• **Forentext**
───
0x10 wird überall auf der Welt als Hexa verstanden oder zumindest als etwas komisches erkannt wozu man erstmal die Interpretation nachfragt

010 ist eine normale Zahl, dass man mit 0en auffüllt nicht ungewöhnlich,
selbst Integer.parseInt() erkennt '010' als 10 an während 0x10 korrekterweise abgelehnt wird, 
wie es das menschliche Gehirn auch macht, sofern es die Hexa-Regel nicht explizit intus hat

010 als versteckte Octal-Syntax ist also nicht akzeptabel, weder bei Java noch Wikipedia noch sonst irgendwo,
man kann ja 8x10 einführen.. oder oc10


----------



## Andi_CH (25. Nov 2010)

AmunRa hat gesagt.:


> warum sollte das rausgeschmissen gehört,
> 
> dann sollte man wohl 0x10 = 16 auch raus schmeißen.
> 
> das ist halt die schreibweise für Zahlen im Oktal-system.



Zur ersten Zeile: Das gehört rausgeschmissen weil es gegen mathematische Regeln verstösst.
Es ist nun mal eine ganz klare mathematische Definition, dass 000010 = 010 = 10 ist
führende Nullen sind irrelevant!

0o10 währe schon besser, wenn auch schlecht lesbar, spätestens wenn es als 0O10 geschrieben würde ( -o wie Oskar )

Zur zweiten Zeile: Dem String (und das ist es auch) 0x10 sieht man es von weitem an, dass es ein Spezialfall ist

- hm in welcher Sprache ist so? Ist das C?  #8#10 
(Ja ich weiss - alles was Java programmiert wehrt sich wehement gegen C / C++ :autsch: aua - nicht so ernst nehmen bitte  aber Java hat nicht nur Verbesserungen gegenüber C / C++ gebracht)
───
• **Datensätze**
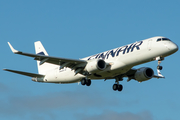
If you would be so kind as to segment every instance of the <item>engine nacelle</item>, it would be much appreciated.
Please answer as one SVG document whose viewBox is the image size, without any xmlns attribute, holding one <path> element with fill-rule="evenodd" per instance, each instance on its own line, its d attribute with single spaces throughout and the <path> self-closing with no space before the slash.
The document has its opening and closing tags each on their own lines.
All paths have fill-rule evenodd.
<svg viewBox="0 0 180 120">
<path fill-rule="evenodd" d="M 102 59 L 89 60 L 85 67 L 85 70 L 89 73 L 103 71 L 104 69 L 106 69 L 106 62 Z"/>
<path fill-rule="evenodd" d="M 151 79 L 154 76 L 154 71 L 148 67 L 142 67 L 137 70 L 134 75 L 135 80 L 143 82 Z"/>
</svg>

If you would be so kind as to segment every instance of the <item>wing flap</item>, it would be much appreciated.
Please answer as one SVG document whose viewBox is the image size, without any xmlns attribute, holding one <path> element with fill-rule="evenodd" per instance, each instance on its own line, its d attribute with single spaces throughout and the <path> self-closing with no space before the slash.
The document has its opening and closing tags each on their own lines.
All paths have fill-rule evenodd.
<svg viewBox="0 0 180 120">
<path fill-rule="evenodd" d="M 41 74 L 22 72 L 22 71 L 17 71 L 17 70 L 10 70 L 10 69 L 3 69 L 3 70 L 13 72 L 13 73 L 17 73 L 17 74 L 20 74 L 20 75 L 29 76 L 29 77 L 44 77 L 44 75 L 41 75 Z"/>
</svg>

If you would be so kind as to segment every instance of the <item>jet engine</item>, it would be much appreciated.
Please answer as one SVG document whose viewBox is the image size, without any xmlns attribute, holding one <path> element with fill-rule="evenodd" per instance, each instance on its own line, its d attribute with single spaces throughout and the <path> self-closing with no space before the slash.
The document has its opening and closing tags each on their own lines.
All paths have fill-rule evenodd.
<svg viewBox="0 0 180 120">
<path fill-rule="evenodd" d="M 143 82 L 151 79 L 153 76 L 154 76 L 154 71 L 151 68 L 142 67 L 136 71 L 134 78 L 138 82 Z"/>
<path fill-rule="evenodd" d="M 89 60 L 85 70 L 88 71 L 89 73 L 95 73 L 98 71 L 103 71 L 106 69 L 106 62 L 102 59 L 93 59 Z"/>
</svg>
───
• **Aufgabe**
Ändere im Forentext die Stelle von "Zur ersten Zeile: Das" bis "Nullen sind irrelevant!" so, dass "irrelevant" durch "bedeutungslos" ersetzt wird, und gib sie wieder. Die Datensätze haben mit dem Forentext nichts zu tun.

• **Endgültige Antwort**
Zur ersten Zeile: Das gehört rausgeschmissen weil es gegen mathematische Regeln verstösst.
Es ist nun mal eine ganz klare mathematische Definition, dass 000010 = 010 = 10 ist
führende Nullen sind bedeutungslos!